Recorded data

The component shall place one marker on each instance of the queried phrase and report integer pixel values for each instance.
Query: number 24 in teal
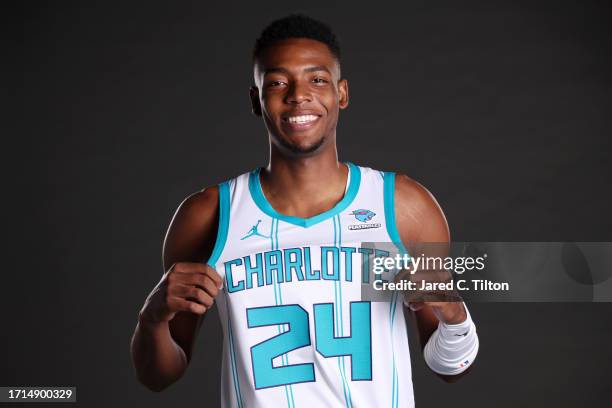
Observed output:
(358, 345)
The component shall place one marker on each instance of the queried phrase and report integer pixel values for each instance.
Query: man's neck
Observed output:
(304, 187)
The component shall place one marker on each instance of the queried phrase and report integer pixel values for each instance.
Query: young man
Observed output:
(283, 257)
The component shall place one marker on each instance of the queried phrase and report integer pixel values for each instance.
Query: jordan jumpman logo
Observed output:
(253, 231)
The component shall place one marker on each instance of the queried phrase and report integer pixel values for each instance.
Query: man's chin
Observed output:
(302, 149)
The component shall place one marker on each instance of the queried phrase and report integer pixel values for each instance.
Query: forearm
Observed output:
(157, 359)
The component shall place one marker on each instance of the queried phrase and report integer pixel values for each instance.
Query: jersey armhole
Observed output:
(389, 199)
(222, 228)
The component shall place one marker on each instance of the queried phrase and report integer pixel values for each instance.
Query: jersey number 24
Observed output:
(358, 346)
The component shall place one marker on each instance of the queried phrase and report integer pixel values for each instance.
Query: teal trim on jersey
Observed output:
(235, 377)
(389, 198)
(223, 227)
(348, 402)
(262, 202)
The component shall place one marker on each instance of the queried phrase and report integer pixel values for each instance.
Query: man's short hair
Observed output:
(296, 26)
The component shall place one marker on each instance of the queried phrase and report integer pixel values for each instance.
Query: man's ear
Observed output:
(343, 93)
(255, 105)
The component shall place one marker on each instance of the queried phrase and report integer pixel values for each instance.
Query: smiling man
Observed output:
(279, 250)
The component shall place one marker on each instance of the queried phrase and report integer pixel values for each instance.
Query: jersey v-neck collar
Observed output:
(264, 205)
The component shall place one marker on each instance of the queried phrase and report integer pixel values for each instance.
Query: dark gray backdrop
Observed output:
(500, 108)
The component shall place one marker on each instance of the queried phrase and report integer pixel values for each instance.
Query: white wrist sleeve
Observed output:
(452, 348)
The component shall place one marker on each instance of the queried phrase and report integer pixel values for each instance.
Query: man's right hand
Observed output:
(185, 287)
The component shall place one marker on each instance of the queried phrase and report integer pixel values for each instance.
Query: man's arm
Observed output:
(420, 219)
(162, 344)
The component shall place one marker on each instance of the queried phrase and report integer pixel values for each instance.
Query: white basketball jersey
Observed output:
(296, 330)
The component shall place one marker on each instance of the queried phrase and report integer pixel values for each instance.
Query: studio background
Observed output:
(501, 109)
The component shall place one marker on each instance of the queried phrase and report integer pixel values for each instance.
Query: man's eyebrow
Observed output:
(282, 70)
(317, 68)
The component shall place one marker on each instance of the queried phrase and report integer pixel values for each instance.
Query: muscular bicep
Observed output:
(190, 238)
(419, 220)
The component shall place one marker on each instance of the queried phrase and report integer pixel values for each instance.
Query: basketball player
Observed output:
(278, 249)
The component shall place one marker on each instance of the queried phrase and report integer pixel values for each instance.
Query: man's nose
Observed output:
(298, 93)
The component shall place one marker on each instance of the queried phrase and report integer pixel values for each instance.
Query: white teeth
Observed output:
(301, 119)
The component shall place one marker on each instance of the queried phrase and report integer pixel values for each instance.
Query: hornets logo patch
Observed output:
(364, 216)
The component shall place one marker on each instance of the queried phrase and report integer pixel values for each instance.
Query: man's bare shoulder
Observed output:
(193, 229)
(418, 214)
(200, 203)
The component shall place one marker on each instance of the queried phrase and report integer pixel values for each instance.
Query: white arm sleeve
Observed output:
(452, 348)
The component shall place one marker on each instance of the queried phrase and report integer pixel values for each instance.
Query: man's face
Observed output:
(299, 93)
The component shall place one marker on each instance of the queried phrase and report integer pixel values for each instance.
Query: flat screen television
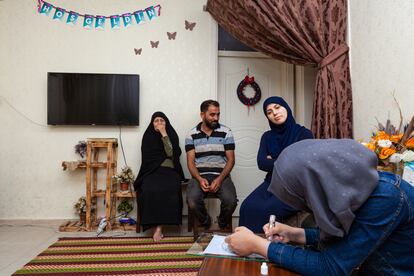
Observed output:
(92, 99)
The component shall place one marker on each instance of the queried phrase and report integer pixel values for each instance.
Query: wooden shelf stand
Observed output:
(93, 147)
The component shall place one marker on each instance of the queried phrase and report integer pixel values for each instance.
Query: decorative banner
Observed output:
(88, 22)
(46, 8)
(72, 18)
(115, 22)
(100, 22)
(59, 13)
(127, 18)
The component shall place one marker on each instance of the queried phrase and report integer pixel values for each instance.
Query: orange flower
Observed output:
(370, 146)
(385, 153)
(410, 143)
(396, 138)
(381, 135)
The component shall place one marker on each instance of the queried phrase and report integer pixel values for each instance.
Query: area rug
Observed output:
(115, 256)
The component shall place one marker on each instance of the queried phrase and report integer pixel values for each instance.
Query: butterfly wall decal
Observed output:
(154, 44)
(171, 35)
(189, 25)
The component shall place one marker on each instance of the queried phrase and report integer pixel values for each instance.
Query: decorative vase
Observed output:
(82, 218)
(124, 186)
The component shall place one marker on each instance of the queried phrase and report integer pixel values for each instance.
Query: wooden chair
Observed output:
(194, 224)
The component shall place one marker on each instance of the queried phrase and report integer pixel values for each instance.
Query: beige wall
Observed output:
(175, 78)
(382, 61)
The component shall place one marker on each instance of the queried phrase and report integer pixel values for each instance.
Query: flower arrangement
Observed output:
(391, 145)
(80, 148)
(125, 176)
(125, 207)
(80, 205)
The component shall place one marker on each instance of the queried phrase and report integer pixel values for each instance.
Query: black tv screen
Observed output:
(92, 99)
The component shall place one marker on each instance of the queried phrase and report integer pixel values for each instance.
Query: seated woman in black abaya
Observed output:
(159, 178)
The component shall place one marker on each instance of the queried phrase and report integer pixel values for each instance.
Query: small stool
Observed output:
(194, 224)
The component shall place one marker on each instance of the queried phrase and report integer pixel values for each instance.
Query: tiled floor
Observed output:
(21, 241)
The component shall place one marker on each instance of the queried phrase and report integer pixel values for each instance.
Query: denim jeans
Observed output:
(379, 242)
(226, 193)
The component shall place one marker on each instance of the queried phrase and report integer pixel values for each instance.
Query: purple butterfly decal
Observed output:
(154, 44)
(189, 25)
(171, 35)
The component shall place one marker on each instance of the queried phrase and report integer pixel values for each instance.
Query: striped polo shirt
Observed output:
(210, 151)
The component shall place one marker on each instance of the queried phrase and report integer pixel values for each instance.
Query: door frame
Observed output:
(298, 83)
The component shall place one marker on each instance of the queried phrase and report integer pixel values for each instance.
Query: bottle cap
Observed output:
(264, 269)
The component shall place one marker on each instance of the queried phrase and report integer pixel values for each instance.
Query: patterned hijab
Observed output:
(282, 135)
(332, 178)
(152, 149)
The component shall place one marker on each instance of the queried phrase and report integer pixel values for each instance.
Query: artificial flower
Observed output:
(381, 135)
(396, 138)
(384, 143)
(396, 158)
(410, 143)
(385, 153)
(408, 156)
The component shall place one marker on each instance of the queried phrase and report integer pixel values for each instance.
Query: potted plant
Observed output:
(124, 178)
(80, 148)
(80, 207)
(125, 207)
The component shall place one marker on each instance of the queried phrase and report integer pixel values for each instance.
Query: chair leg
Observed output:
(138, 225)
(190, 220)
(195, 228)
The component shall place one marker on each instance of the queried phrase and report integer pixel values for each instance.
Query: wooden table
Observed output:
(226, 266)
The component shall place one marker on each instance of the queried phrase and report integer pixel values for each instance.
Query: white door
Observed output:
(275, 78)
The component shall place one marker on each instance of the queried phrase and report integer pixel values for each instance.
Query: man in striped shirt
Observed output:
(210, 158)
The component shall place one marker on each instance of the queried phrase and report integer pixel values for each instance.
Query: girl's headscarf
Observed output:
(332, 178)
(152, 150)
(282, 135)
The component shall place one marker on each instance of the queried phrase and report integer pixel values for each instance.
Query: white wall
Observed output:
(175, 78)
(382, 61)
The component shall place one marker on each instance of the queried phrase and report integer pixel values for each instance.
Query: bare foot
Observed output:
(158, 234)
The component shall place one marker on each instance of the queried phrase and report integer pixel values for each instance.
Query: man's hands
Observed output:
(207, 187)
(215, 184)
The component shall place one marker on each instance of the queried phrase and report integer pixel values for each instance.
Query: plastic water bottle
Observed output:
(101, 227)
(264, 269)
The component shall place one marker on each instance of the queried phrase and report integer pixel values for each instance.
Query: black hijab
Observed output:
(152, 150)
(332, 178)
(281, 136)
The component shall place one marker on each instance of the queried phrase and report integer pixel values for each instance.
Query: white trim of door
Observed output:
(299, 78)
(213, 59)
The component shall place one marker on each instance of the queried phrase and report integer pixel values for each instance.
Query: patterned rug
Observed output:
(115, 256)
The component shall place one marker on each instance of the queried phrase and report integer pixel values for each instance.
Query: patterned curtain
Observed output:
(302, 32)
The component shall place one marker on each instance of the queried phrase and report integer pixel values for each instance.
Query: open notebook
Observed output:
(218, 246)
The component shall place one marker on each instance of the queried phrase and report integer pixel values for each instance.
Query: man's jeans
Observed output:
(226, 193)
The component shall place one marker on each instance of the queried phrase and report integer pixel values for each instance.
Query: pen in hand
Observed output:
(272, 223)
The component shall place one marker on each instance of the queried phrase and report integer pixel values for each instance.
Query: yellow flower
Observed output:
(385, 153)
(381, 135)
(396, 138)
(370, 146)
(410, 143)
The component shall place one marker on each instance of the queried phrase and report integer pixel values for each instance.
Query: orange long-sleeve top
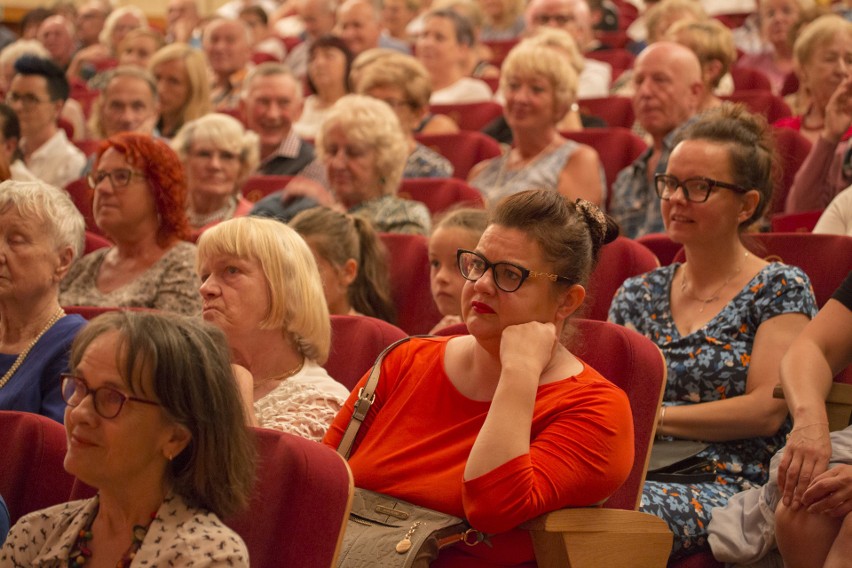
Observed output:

The problem.
Identify the lines of the entries containing the string "bottle". Copy each such line.

Result for this exercise.
Query: bottle cap
Query: plastic water bottle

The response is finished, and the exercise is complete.